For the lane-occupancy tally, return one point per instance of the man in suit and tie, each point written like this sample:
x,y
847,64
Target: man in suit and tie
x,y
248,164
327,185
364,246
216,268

##########

_Task to complete_: Taking the listing above, write all of it out exactly.

_Task answer_:
For the lane-occupancy tally, return one point per instance of the man in suit and tie, each point written like this sample:
x,y
847,64
Target: man in suit and tie
x,y
248,164
327,185
364,246
216,268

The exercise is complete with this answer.